## What this exercise asks
1. Decide whether each statement below agrees with the post on state midlife mortality. Answer yes or no for each, and quote the words of the post that decide it.
(a) The paper reports that West Virginia's midlife mortality rate is nearly double Minnesota's.
(b) The paper's conclusion attributes the widening state disparities to rising deaths of despair.
(c) The writer of the post generally favors examining the complexities of a situation.
2. Answer these questions from the post on state midlife mortality:
(a) Who cited the paper?
(b) Which two works does the quoted conclusion name as part of the emerging epidemiological literature?
(c) According to the final sentence, what are states with lower income capacity not inexorably constrained to?
3. Extend the post on state midlife mortality, picking up after its final sentence.

## Excerpted text

════

In general, I like to argue that looking at the complexities of a situation provides deeper understanding, unless you get so tangled in the complexities that you come to no conclusion at all. The very interesting paper that @survinga cited is an example of the latter. To quote part of the Conclusion:
We have documented a sharp increase in state-level disparities in midlife mortality, a result consistent with an emerging epidemiological literature (Vierboom, Preston, and Hendi 2019; Montez et al. 2019). This divergence has contributed to a more unequal America; West Virginia’s midlife mortality rate is nearly double that in Minnesota. These widening geographic disparities in state-level mortality cannot be attributed to changing spatial patterns in education levels, income inequality, or rising deaths of despair. Instead, rising spatial inequality in midlife mortality results from some states experiencing dramatic overall declines in mortality across educational groups, while other states have experienced at best only modest progress.
Yet they do indeed ascribe the difference to the level of college-educated residents and to states with higher incomes.
Although states with high income have shown the way, states with lower income capacity are not inexorably constrained to rates of midlife mortality that rank among the worst in developed countries.

════

## Records provided
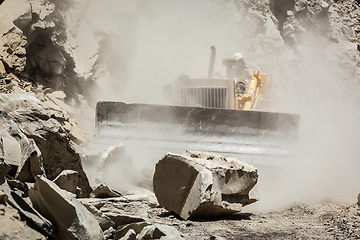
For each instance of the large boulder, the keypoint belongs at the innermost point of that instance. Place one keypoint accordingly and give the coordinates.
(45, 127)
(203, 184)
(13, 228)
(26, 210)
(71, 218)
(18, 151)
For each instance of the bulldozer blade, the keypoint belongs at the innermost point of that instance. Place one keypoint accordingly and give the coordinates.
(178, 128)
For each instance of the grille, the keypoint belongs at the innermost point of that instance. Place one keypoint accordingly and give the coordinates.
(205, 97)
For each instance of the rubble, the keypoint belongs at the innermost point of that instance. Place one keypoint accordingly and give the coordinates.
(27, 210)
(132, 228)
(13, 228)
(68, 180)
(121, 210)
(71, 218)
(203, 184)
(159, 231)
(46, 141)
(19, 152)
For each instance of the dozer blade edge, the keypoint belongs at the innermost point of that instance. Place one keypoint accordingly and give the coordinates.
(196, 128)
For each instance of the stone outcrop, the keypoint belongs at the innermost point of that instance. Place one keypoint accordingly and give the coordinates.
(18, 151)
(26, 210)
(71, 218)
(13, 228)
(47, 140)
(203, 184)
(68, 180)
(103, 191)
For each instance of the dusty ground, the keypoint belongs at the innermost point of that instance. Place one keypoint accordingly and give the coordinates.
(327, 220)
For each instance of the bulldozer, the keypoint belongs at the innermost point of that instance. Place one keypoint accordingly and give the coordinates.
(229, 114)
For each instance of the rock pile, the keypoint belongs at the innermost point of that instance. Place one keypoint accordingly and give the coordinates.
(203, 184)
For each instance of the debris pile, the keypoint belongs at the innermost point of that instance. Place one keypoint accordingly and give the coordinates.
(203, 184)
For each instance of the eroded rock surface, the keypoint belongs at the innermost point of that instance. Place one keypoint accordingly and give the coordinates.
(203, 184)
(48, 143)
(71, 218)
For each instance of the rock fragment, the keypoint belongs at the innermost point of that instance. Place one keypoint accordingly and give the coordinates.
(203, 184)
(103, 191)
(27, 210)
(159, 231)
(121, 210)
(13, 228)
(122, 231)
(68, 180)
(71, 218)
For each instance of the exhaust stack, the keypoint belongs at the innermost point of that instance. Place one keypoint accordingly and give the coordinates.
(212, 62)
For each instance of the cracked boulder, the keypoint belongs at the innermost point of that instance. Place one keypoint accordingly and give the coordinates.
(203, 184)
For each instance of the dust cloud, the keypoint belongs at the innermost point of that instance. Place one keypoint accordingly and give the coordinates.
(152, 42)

════

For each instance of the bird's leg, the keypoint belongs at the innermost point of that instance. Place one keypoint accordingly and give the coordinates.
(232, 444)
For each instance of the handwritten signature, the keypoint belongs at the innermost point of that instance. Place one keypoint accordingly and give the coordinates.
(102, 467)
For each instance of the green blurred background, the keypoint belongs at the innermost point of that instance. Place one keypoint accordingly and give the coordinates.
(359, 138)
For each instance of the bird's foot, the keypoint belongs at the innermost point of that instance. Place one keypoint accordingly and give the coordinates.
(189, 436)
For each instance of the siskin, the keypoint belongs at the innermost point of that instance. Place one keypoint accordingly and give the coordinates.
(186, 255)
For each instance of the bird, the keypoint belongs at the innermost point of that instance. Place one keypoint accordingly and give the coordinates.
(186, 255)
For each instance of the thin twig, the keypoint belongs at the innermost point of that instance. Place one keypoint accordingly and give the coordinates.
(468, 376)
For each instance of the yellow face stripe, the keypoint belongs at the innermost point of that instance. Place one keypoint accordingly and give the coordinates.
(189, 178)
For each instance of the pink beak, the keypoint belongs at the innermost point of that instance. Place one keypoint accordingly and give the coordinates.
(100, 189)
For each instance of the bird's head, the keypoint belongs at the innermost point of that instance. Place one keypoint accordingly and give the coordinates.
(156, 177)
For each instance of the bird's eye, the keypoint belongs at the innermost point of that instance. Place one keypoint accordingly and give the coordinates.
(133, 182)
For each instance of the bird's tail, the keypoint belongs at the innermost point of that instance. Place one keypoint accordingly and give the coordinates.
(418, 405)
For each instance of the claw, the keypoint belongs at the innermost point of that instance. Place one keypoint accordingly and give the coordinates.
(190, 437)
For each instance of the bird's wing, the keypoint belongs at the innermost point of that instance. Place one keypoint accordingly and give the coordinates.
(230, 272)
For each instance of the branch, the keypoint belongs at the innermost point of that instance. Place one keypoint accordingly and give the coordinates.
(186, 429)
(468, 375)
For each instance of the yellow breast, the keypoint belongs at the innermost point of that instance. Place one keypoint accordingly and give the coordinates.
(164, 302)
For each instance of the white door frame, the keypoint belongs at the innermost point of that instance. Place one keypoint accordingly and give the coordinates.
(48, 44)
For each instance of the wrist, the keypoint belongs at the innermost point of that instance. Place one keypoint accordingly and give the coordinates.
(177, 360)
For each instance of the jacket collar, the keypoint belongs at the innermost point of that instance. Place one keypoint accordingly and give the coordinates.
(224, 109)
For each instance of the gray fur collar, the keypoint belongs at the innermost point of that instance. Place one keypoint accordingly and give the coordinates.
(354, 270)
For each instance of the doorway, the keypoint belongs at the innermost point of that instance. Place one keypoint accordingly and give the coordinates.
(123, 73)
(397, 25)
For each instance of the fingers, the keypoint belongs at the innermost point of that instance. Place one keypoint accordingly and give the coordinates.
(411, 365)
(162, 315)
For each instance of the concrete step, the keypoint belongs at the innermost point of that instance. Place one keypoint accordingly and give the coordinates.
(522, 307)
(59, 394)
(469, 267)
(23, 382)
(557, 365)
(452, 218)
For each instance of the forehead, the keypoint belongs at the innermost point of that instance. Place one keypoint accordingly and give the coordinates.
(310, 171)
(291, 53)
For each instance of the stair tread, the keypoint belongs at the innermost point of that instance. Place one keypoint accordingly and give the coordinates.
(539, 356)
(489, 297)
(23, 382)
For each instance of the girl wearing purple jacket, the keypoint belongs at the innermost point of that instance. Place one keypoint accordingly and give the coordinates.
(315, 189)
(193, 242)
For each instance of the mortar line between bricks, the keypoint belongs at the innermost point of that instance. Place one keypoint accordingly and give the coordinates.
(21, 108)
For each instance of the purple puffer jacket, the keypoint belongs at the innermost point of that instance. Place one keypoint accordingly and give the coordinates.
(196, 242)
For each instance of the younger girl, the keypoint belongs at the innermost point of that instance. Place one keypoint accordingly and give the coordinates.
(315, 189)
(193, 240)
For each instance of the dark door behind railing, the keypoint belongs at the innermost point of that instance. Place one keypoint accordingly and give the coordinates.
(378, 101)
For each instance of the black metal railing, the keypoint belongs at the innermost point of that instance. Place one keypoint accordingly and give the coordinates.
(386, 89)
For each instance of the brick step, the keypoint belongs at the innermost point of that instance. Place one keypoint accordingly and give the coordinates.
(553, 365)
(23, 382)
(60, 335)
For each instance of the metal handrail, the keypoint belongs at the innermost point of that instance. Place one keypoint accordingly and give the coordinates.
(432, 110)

════

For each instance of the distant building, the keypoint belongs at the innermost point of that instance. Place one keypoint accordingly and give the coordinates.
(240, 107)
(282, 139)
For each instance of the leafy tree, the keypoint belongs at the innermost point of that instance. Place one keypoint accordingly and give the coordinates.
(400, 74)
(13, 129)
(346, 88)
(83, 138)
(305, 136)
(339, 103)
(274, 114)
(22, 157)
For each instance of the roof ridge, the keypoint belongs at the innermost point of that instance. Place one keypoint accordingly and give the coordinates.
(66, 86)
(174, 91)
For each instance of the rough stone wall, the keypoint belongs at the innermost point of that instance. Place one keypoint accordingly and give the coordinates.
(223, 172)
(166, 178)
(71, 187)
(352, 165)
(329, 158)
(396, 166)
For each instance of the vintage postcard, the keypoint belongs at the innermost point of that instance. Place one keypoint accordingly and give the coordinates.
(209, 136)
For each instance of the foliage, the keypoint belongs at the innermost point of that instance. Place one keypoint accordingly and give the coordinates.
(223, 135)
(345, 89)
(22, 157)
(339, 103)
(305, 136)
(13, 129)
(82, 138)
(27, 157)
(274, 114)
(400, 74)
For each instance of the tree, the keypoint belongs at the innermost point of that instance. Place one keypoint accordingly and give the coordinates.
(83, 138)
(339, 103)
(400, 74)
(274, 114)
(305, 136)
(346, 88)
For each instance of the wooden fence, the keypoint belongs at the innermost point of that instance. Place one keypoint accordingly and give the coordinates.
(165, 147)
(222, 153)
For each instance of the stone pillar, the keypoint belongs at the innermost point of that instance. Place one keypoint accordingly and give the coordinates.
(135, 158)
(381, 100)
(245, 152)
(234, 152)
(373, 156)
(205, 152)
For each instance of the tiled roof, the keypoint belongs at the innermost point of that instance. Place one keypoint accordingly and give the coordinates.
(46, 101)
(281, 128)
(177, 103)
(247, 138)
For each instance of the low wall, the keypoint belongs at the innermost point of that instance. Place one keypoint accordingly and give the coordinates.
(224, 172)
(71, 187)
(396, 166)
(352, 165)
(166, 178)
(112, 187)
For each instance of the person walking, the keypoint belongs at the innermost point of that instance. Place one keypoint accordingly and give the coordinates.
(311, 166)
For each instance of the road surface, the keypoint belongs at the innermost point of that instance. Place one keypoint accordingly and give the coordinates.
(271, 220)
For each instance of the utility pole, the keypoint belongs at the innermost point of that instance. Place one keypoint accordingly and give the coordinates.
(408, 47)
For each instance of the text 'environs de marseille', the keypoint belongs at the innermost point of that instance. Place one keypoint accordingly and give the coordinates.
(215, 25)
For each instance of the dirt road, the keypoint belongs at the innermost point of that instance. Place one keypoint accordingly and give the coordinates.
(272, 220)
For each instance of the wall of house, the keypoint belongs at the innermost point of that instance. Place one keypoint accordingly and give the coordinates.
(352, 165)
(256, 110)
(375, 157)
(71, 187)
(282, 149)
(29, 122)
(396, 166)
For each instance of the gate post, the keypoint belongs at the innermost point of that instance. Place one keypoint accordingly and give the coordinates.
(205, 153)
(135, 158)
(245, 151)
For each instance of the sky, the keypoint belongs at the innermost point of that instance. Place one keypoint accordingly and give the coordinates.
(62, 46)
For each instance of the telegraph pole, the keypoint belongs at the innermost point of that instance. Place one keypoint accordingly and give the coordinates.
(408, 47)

════

## Expected outputs
1.
(a) Yes: "West Virginia’s midlife mortality rate is nearly double that in Minnesota."
(b) No: "These widening geographic disparities in state-level mortality cannot be attributed to changing spatial patterns in education levels, income inequality, or rising deaths of despair."
(c) Yes: "In general, I like to argue that looking at the complexities of a situation provides deeper understanding"

2.
(a) @survinga
(b) Vierboom, Preston, and Hendi 2019, and Montez et al. 2019
(c) Rates of midlife mortality that rank among the worst in developed countries

3.
What the paper does state, multiple times, is that the gap in mortality is a fairly recent phenomena, not present as recently as 1994. The authors are particularly careful not to consider state politics or policies; I could not decide whether these were truly non-factors or whether they were excluded a priori. Federal Medicaid policy, however, is an exception: they document its links to lower levels of mortality over time. Levels of smoking, low cigarette taxes, and accessibility of opioids are also mentioned, but hospitals are entirely omitted.
My stance, even after reading the article, remains that I strongly disagree with you on the causes of lower lifespans in the south. Despite local exceptions, the correlation of lifespan to location is grossly explainable by political decision-making, mostly at the state rather than federal or local levels. The states with higher mortality could do more: they see the gains (or lower losses) in other states and refuse to replicate them, leaving their residents farther and farther behind. It’s a national disgrace, not an inexplicable riddle.